### TASK PROMPT
From the line containing "on the banner" down to the last line of the data, output each line word for word and include nothing else.

(Records from a data collection)
===============

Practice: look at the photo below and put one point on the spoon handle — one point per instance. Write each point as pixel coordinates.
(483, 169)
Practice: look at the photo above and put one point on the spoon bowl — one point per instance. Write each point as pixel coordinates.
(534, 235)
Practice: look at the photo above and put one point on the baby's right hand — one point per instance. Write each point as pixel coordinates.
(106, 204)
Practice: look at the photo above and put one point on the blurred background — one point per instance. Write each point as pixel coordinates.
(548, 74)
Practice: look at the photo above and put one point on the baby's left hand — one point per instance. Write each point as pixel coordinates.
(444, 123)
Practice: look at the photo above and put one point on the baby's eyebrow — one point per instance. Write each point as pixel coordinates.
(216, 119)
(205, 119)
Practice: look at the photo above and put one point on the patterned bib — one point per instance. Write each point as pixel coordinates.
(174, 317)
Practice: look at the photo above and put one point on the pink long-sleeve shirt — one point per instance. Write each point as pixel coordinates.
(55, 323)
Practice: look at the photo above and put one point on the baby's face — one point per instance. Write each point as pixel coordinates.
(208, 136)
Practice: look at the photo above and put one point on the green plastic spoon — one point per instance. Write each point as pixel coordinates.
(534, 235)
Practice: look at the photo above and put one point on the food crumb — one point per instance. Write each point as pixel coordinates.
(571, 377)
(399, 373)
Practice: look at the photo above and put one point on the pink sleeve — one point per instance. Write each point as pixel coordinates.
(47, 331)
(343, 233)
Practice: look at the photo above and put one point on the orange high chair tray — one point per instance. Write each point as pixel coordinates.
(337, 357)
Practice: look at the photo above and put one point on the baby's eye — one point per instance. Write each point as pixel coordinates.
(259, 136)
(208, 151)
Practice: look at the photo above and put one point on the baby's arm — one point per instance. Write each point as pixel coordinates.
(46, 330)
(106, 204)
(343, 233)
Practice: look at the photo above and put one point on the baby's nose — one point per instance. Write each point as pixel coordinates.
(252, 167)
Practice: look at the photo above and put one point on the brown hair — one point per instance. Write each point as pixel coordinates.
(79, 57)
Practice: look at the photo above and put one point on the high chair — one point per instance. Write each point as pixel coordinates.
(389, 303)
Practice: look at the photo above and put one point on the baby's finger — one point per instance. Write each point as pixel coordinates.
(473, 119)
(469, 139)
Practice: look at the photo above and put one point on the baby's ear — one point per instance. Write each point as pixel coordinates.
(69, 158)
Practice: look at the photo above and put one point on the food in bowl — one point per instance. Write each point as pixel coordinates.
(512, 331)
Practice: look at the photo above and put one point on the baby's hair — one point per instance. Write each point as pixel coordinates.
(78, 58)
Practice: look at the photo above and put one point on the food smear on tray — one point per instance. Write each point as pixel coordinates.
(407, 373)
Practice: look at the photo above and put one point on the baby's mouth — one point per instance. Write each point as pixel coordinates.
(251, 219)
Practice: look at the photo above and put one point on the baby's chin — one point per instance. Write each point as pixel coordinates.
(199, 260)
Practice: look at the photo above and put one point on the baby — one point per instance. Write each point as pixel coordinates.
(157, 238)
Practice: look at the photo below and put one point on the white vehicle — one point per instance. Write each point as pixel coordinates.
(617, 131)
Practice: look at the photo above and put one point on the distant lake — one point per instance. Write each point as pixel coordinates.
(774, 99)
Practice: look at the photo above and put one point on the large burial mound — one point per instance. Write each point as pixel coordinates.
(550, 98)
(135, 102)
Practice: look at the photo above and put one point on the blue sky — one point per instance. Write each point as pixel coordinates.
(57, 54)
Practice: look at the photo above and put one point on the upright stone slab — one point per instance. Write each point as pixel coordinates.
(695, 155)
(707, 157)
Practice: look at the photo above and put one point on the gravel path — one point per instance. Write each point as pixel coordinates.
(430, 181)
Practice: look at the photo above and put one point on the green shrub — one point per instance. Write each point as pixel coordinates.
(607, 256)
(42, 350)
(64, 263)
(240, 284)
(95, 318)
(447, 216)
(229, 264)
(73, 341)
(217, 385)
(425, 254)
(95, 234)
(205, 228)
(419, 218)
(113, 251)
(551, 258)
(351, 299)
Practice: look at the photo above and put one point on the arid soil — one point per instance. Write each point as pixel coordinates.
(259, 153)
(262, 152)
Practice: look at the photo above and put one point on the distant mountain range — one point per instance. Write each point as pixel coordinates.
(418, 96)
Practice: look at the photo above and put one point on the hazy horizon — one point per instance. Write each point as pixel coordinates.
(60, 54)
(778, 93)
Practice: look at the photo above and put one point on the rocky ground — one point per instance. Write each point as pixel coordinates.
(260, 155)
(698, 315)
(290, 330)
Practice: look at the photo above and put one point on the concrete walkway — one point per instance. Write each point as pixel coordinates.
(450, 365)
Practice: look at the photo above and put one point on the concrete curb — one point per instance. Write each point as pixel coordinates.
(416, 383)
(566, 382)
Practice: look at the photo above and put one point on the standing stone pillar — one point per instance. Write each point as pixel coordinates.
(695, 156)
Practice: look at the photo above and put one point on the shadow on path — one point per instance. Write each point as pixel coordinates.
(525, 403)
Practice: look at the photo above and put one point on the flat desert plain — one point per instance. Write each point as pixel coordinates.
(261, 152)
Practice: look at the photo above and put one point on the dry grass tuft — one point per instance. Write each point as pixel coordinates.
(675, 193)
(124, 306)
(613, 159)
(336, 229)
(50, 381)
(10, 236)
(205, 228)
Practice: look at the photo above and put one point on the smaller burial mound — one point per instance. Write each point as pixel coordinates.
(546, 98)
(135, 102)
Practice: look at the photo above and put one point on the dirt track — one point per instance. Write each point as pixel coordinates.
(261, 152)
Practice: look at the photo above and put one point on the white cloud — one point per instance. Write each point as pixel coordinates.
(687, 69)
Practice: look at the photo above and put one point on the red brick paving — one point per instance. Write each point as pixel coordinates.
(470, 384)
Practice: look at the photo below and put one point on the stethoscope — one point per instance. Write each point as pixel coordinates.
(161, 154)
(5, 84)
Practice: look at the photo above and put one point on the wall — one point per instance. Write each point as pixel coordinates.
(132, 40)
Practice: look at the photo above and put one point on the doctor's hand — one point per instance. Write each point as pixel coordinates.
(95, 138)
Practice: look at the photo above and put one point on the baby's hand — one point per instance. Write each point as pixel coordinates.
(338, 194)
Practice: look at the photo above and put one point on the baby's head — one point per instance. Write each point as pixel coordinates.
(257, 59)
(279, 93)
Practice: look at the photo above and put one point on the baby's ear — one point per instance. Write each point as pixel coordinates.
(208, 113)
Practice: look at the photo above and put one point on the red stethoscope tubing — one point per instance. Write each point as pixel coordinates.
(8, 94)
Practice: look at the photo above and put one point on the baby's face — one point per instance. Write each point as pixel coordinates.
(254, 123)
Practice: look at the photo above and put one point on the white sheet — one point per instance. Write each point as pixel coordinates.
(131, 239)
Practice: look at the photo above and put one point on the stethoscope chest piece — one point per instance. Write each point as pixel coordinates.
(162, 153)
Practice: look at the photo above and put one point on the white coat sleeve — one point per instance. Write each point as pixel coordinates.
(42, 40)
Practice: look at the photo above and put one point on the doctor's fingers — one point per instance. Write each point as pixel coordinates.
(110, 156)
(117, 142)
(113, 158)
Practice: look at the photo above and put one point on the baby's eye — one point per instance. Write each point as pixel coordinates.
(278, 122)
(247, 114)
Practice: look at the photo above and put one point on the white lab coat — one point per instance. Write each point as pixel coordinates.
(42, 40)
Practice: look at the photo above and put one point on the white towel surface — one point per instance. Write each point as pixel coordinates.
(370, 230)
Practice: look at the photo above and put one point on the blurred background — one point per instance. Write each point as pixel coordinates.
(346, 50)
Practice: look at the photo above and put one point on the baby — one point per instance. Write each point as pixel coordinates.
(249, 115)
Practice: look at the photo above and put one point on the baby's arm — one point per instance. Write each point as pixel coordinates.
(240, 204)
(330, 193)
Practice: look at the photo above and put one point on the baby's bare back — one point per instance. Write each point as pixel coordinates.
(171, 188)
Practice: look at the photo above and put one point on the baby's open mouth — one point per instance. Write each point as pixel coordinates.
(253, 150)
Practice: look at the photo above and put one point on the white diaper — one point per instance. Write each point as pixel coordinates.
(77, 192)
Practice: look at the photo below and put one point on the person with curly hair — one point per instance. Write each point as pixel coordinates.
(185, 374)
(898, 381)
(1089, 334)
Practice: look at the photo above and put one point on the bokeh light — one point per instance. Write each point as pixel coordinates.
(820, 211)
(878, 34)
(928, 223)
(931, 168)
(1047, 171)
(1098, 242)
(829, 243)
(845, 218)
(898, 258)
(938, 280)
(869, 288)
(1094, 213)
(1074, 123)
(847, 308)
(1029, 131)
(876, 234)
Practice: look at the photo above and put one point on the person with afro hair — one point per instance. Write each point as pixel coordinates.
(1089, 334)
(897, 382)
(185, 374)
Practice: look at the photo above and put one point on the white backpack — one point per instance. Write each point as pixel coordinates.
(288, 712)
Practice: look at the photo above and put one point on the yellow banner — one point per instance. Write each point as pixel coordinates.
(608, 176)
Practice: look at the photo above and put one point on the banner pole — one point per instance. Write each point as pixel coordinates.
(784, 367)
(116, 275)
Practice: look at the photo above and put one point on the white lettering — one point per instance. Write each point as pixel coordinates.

===============

### ANSWER TO THIS EXERCISE
Practice: look at the photo above and put one point on the banner pole — one point per instance. Write each point as pixel coordinates.
(784, 367)
(116, 275)
Practice: look at the photo above and put one point on the white lettering — one point per instance. Write each point as pixel coordinates.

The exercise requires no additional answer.